▶ _What you should do_: Please copy every one of the records below word for word.

Stored entries:
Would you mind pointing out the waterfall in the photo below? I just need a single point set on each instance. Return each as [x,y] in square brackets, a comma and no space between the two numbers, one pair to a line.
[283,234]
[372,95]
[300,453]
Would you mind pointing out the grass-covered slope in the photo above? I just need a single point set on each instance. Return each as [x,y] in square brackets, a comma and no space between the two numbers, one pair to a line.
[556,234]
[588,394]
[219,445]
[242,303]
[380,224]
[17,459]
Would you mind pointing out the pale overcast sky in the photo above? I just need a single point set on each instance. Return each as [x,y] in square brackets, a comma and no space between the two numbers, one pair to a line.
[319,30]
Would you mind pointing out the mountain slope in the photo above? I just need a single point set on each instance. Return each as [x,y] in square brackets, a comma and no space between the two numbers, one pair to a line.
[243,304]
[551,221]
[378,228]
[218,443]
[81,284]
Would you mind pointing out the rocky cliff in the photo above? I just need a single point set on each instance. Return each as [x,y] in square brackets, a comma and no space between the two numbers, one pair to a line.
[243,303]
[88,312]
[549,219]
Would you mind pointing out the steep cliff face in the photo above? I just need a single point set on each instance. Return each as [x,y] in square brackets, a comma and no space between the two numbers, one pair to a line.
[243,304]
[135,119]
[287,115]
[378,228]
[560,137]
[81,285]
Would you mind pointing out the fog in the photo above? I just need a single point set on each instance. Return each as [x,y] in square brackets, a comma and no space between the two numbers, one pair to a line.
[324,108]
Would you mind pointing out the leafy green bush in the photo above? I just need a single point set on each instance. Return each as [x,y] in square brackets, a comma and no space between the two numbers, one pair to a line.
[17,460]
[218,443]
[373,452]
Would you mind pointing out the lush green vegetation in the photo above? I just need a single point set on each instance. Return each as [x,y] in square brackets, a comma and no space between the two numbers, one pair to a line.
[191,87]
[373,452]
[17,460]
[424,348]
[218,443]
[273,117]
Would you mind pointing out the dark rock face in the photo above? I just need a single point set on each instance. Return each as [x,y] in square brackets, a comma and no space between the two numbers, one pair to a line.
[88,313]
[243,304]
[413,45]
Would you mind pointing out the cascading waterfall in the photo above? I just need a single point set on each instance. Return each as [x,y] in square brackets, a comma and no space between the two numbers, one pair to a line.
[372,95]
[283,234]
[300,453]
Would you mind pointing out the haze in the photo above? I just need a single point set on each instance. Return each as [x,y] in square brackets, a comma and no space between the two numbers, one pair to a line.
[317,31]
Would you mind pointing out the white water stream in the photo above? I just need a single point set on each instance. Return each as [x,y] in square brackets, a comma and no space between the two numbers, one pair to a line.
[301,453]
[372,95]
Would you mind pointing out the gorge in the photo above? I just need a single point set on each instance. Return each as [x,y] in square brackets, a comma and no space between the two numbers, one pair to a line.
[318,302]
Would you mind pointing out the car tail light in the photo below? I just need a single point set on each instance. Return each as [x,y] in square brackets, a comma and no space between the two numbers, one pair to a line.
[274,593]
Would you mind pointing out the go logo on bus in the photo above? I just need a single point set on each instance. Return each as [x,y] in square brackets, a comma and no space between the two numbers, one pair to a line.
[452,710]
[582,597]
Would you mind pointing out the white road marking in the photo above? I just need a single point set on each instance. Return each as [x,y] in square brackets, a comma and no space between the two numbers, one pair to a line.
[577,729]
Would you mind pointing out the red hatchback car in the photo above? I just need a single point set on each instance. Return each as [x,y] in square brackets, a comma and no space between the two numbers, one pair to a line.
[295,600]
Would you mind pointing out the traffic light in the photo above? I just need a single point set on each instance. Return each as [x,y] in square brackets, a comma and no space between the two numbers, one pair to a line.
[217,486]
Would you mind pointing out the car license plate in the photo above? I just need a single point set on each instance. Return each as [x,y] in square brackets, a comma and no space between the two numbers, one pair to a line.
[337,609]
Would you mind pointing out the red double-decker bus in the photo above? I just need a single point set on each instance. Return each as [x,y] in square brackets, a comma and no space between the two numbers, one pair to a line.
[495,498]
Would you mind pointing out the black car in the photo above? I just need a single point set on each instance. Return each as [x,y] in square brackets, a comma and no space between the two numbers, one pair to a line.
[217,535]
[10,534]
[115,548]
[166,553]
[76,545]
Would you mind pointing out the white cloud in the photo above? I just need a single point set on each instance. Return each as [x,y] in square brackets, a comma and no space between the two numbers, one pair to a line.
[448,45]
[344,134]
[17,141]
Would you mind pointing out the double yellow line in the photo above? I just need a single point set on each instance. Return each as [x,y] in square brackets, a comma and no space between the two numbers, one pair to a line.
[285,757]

▶ _The result_:
Would you mind pointing out the waterfall in the photo below? I just need a single point set on each instance. Return each as [x,y] in square brackets, a comma and no space between the two numbers, one pair to a line.
[283,234]
[372,95]
[300,453]
Would you mind pointing out the grass-covered slope in the photo above? I just need a single point set on each instance. Return each as [x,y] in square brackets, a comma and no space between the two numbers, one pair to a line.
[556,234]
[588,394]
[219,445]
[242,303]
[380,224]
[17,459]
Would you mind pointing out the pale overcast sky in the photo above? I just need a single point set on each instance. Return each as [x,y] in square brackets, a comma and no space between the two numbers, one pair to a line.
[319,30]
Would you mind pointing out the mountain slope in the photo above? I just need a single point set on each instance. Return each as [x,y] in square brackets, a comma and no space between the two numbers, one pair to a line.
[243,304]
[551,221]
[378,228]
[218,443]
[81,284]
Would you mind pointing out the rocky cliff in the photo above? I just need a single point set on each instance. Return each as [x,y] in square brackets, a comma and no space between the two numbers, one pair to a line.
[243,303]
[88,312]
[549,219]
Would you mind pointing out the steep cliff face in the photo above? I just need a single point set on each instance. Return each as [x,y] in square brackets, a comma and no space between the two numbers, one pair to a line.
[243,304]
[135,119]
[287,115]
[378,228]
[560,137]
[81,285]
Would you mind pointing out the fog in the photo above? I just need a single point set on each instance. Return each as [x,y] in square brackets, a comma and no space between the two numbers, one pair to a line.
[324,108]
Would you mind pointing out the leafy green bush in the photo above? I just need a single point set on each instance. Return each as [x,y] in square brackets, a comma and no space between the two numbers, one pair to a line.
[17,460]
[218,443]
[373,452]
Would you mind pointing out the lush green vegetation in the photo above? I just need a single point set on each instance. Return each as [x,y] in square brackets, a comma and no space between the two numbers, one pair to a line.
[191,87]
[373,452]
[17,460]
[424,348]
[218,443]
[273,117]
Would you mind pointing out the dark rock face in the photo above? I just need a single point set on each instance. Return each as [x,y] in square brackets, a comma and no space between the two numbers, one pair to a line.
[88,313]
[243,304]
[413,45]
Would you mind pointing out the cascading waterfall in the photo above? I just need a single point set on each instance. Return each as [x,y] in square brackets, a comma and no space between the two numbers, one pair to a line.
[372,95]
[283,234]
[300,453]
Would you mind pointing out the haze in the photo above? I just need a single point set on each instance. Return each as [x,y] in square brackets, a comma and no space between the two numbers, one pair to a line.
[317,31]
Would you mind pointing out the white water stream in the photo above? I just need a single point set on each instance. Return each as [x,y] in square brackets, a comma and no space between the two numbers, one pair to a line.
[301,453]
[372,95]
Would you mind pointing out the gorge in the photo above? I just need a single point set on each instance. Return each as [x,y] in square brackets, a comma and no space between the two numbers, one pair to a line.
[318,302]
Would you mind pointing out the car tail light in the photo below? I just need a single point set on each instance. Return each as [x,y] in square brackets, a comma and no space between the two numbers, one pair to a line.
[274,593]
Would you mind pointing out the go logo on bus in the photo above? I just need a single point set on each instance. Return each as [x,y] in square brackets, a comma and no space between the two numbers, one pair to a line.
[452,710]
[582,597]
Would you mind pointing out the white road marking in the photo above? I just need a single point set on each instance. Return each as [x,y] in square brackets, a comma and no space between the two numbers, one pair to a line.
[577,729]
Would you mind pointing out the red hatchback car in the photo above? I just need a single point set on each instance. Return each as [x,y] in square brackets, a comma and no space between the two numbers, one pair to a line.
[295,600]
Would you mind pointing out the traffic light in the photo above? I just need a single point set on each instance. Return each as [x,y] in square brackets, a comma and no space between the two numbers, one pair to a line.
[217,486]
Would you mind pointing out the car license plate in the photo above? I just need a single point set on each instance. Return each as [x,y] in square brackets, a comma and no space between the two numbers, one pair to a line.
[337,609]
Would you mind pointing out the red double-decker bus in the photo above? I just need a single point set on each instance. Return each as [x,y] in square brackets, a comma and no space between the two numbers, one pair to a line.
[495,498]
Would you mind pointing out the black car in the photo above? I just need a single point set on each instance. Return each as [x,y] in square brackets, a comma and no space between the two numbers, one pair to a line.
[217,535]
[10,534]
[115,548]
[166,553]
[76,545]
Would you mind pointing out the white cloud in the photo above? I just need a single point set on each instance. Return each as [x,y] in square brackets, a comma and no space between the two numbers, one pair to a line.
[448,45]
[344,134]
[17,141]
Would you mind pointing out the double yellow line in the photo above? I just need a single point set on each instance. Return each as [x,y] in square brackets, a comma and no space between the two numbers, one pair to a line.
[285,757]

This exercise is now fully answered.